* Given problem *
Pick out every line of the material below that contains the word "black", and copy each one. Case counts, so only matches with the same capitalization qualify.

* The records *

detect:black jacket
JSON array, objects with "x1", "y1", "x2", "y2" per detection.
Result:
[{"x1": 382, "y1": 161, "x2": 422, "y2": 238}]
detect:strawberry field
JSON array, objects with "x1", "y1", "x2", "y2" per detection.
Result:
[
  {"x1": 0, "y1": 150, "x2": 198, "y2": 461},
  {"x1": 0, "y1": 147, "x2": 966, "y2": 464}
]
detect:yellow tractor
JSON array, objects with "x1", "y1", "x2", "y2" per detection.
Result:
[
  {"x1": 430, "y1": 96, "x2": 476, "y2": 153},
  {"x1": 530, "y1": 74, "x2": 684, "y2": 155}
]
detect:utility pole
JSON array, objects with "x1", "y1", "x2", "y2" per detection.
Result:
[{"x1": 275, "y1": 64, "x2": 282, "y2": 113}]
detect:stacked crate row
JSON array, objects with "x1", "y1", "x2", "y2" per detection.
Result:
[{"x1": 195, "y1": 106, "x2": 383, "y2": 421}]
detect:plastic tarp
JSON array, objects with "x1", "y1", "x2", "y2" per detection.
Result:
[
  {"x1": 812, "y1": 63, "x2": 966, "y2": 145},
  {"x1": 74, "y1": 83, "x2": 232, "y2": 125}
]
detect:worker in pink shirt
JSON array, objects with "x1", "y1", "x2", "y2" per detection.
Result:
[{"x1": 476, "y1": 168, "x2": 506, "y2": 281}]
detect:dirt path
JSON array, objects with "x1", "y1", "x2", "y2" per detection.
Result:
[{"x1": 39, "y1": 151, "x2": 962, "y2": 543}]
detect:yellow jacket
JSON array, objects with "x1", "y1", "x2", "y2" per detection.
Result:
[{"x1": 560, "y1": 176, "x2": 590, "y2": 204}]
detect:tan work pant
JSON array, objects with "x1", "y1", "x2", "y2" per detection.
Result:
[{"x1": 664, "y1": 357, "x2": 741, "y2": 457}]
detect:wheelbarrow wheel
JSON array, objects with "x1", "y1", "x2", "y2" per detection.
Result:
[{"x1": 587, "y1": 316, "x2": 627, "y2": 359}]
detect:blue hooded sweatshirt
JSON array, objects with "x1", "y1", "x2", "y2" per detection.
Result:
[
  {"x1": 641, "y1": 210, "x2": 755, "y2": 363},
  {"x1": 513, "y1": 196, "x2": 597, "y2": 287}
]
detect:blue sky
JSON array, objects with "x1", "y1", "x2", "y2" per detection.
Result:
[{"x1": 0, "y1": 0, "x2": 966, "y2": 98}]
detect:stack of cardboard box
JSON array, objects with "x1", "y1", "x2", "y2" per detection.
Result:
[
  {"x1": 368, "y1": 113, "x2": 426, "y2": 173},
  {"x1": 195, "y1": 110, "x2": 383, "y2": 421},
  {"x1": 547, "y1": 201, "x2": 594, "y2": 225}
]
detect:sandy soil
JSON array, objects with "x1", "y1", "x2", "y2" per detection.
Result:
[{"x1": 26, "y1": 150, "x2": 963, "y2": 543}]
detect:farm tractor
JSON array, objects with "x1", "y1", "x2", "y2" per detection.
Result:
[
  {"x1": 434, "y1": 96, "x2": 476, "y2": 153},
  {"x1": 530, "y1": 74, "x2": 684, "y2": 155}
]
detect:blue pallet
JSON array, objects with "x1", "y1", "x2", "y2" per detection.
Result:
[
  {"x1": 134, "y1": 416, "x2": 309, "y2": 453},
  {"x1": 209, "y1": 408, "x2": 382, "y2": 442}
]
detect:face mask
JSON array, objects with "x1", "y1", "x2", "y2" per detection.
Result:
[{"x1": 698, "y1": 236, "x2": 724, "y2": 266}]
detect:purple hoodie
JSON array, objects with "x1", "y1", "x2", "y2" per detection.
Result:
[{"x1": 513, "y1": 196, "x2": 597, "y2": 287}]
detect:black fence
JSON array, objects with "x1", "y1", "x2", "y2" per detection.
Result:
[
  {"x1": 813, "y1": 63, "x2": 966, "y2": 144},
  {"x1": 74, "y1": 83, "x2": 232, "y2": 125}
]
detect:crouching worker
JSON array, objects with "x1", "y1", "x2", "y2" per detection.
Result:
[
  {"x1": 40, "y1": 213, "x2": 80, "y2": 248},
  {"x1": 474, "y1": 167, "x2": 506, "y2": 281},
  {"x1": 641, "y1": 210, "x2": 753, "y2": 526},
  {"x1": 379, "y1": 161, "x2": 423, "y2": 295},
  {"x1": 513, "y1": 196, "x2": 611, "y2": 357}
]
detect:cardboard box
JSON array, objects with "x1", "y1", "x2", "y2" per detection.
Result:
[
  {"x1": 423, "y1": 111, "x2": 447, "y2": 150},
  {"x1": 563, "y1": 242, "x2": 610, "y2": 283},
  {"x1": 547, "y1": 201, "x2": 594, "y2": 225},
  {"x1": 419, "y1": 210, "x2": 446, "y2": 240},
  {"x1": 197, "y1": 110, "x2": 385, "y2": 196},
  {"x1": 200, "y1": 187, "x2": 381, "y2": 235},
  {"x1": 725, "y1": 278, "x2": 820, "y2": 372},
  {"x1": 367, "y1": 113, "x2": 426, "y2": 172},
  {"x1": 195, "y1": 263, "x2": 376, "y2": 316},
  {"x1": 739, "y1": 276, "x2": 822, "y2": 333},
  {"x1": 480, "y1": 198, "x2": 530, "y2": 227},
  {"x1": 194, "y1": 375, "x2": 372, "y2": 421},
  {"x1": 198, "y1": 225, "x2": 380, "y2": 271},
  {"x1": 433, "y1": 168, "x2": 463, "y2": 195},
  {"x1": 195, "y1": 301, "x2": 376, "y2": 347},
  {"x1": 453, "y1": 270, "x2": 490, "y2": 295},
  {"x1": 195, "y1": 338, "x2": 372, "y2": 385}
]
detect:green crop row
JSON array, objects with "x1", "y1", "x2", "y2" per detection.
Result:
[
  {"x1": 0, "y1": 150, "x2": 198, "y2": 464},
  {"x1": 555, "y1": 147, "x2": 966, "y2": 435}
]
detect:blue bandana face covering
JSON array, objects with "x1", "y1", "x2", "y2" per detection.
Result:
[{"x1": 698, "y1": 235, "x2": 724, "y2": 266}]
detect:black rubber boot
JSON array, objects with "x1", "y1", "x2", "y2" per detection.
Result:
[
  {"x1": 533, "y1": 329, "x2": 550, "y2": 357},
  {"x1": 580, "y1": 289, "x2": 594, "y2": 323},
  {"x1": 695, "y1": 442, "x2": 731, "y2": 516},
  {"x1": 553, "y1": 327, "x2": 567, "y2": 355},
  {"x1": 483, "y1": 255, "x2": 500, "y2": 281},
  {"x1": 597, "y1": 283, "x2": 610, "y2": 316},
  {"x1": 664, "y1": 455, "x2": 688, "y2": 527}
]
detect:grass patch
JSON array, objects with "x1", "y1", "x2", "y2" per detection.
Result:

* Solution to this task *
detect:black jacket
detect:black fence
detect:black rubber boot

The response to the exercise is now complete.